** begin TEXT TO READ **

After the dust had cleared and the war was over I reached down to check my phone. Nothing. It was gone! Oh no. Somehow in the hysteria of the moment my phone separated itself from it's rightful owner. In a panic, I began scouring the dirt floor. It was littered with plastic cups and debris. But no phone.
There was no way a Blackberry could've survived the trampling of 2000 Metallica fans. As the floor cleared out and even remnants of the phone were nowhere to be found, reality set in. My phone was gone.
All my contacts. Gone.
But I couldn't give up. I ran up to the stage and quickly asked the MC to announce that I had lost my phone.
MC: Hey, this stupid bald guy up here lost his phone. Anybody have it?"
Unfortunately, no one responded. That was it. I had to live with the reality. I lost my phone. Oh well, worse things have happened, right? So I set off into the Austin night air to hail a cab to take me to my friend's house where I was staying for the night. One pulled over and I got in.

** end TEXT TO READ **
** begin ENTRIES SUPPLIED **

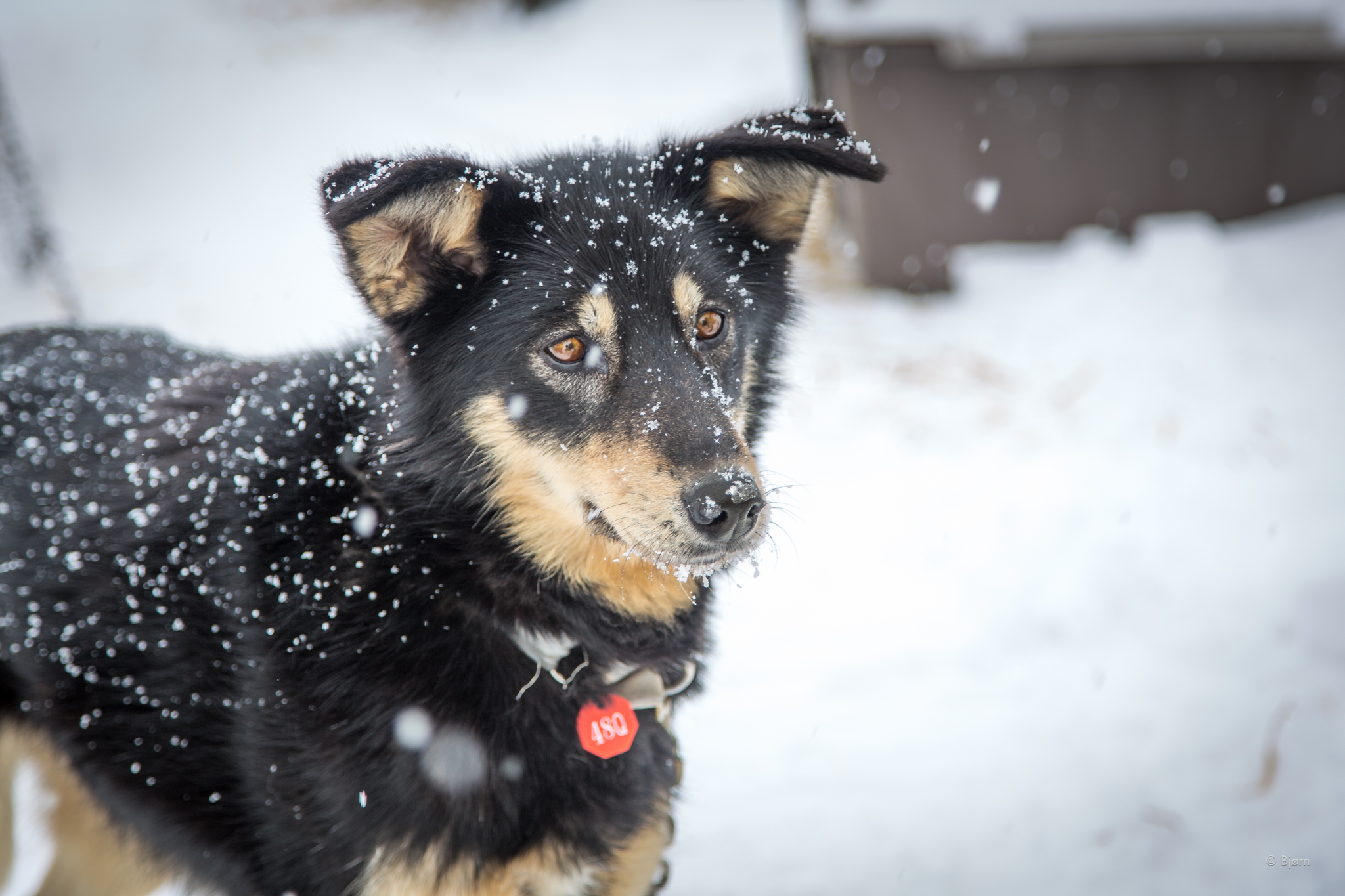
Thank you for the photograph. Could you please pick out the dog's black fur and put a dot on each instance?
(191, 618)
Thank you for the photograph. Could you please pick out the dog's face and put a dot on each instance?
(600, 331)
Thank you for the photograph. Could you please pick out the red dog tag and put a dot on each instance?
(608, 730)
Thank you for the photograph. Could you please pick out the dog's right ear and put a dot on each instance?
(408, 228)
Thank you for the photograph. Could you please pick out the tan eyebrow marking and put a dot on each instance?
(688, 299)
(598, 316)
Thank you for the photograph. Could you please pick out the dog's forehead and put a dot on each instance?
(613, 226)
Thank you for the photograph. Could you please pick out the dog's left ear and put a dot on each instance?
(763, 172)
(410, 230)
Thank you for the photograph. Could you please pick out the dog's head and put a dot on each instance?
(598, 332)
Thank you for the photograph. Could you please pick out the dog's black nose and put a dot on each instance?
(724, 505)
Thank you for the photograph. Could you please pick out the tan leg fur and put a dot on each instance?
(93, 857)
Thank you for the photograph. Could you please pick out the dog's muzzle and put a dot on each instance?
(724, 505)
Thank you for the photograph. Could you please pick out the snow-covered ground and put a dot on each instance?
(1057, 597)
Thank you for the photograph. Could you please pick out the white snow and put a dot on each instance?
(1059, 565)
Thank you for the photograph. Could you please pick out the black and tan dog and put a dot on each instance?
(408, 618)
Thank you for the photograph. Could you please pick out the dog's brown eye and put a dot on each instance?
(709, 324)
(568, 351)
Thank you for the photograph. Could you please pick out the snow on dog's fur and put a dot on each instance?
(277, 626)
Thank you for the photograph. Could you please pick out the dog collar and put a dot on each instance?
(643, 687)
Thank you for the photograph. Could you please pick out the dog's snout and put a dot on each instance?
(724, 505)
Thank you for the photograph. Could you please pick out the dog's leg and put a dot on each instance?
(93, 857)
(634, 867)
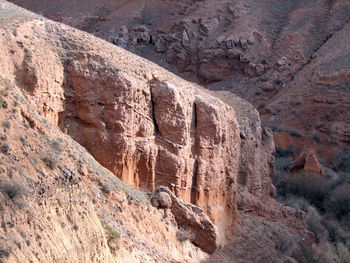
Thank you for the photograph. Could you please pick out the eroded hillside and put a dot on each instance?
(290, 59)
(149, 128)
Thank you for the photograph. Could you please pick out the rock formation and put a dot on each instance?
(290, 59)
(148, 127)
(189, 218)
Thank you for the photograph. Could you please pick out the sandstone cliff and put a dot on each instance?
(145, 125)
(289, 59)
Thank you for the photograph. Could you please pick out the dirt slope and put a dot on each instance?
(148, 127)
(288, 58)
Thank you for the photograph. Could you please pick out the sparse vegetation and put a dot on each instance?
(326, 201)
(12, 189)
(112, 236)
(184, 234)
(50, 162)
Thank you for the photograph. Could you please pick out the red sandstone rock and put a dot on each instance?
(307, 162)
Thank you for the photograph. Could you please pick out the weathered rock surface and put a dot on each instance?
(306, 162)
(290, 59)
(190, 218)
(147, 126)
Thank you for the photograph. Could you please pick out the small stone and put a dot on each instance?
(5, 148)
(164, 199)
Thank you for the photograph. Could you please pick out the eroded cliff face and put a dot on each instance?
(146, 126)
(290, 59)
(149, 128)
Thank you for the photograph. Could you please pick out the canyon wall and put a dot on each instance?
(289, 59)
(148, 127)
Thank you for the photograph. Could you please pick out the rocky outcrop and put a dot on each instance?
(189, 218)
(271, 54)
(147, 126)
(306, 162)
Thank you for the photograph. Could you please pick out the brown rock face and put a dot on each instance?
(192, 219)
(290, 59)
(307, 162)
(149, 129)
(147, 126)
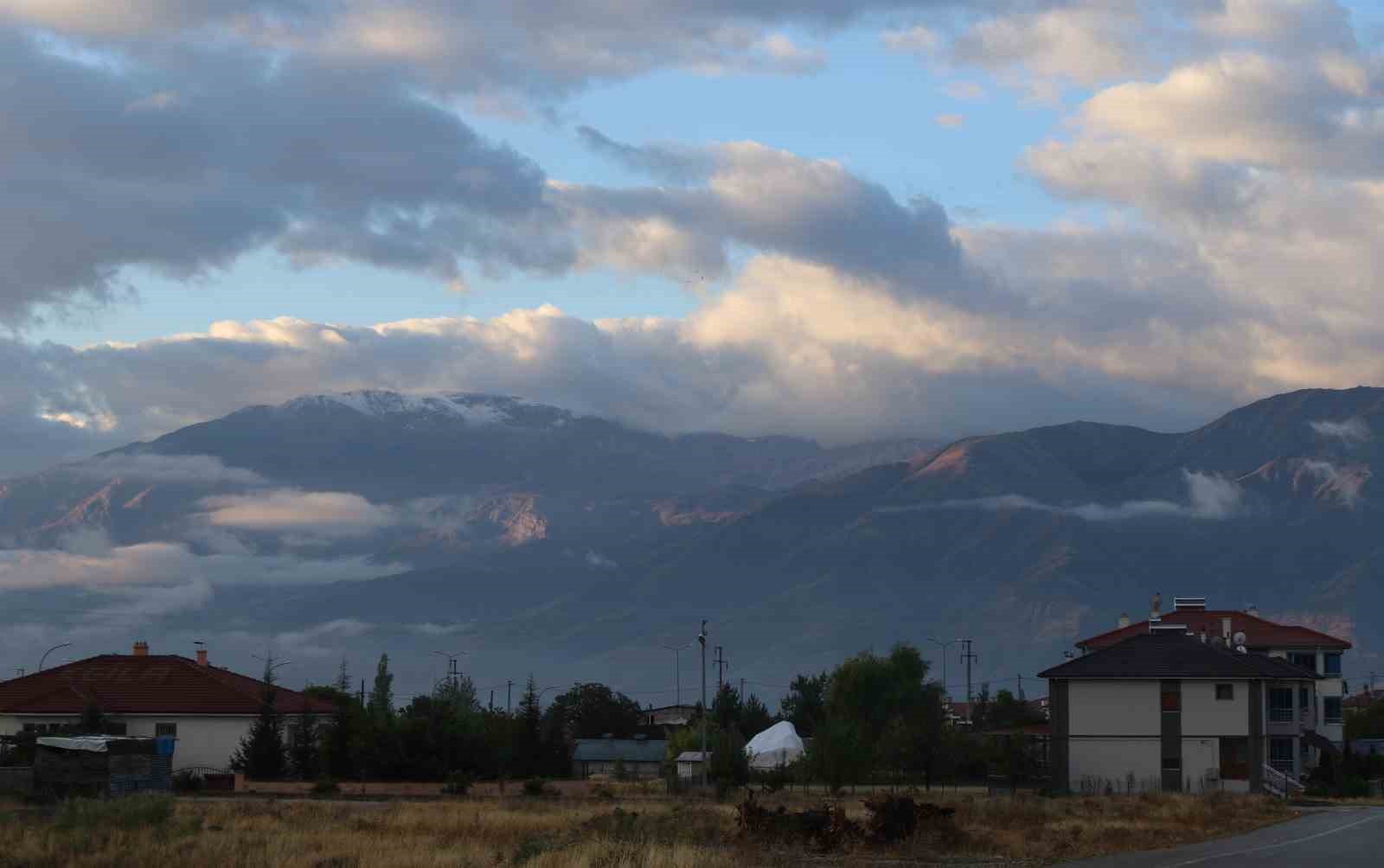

** end ENTRIES SUPPLIED **

EXERCISE 1>
Answer these questions about the lost phone story:
(a) What brand of phone was lost?
(b) How many Metallica fans does the story mention?
(c) Whom did the narrator ask to make an announcement about the phone?
EXERCISE 2> In the lost phone story, substitute "smartphone" for "Blackberry" and write out the passage from "There was no" up to and including "phone was gone.".
EXERCISE 3> Write what comes next in the lost phone story, picking up after its final sentence.
The listing was drawn from a separate source.

WRITTEN REPLY 1>
(a) A Blackberry.
(b) 2000.
(c) The MC.

WRITTEN REPLY 2>
There was no way a smartphone could've survived the trampling of 2000 Metallica fans. As the floor cleared out and even remnants of the phone were nowhere to be found, reality set in. My phone was gone.

WRITTEN REPLY 3>
CABBY: Where to?
ME: 2202 Garden Street.
CABBY: Where is that?
ME: I don't know.
CABBY: Well can you call someone?
ME: Crud. No, I lost my phone.
CABBY: Well, out you go.
Strike one. For the next hour and a half I failed to get a taxi to take me into this residential area. I even offered to pay double. No dice. As the night grew older, I began to realize something.
Holy crap. I'm lost. Lost in Texas. I'm 31 years old and completely lost in Texas. I have no way of getting ahold of my friend. He can't get ahold of me. I can't look him up.
Then I got an idea. I went into a hotel and asked the clerk if he wouldn't mind printing me off a google map from the hotel to my friend's house. No dice. I tried another hotel. Again, because I wasn't a guest they wouldn't help me. Finally, a nice chap at the Hilton printed me off a map. Perfect, now I just need to find a cab that will take me to residential and then I'll use this map.
About an hour later I succumbed to the reality that the cabs in Austin completely blow and that I was probably going to have to sleep in the park. The SXSW crowds were dissipating into the night air. Oh well, I guess I have no choice but to walk. I stepped into a corner store and purchased me a gatorade and begin my journey.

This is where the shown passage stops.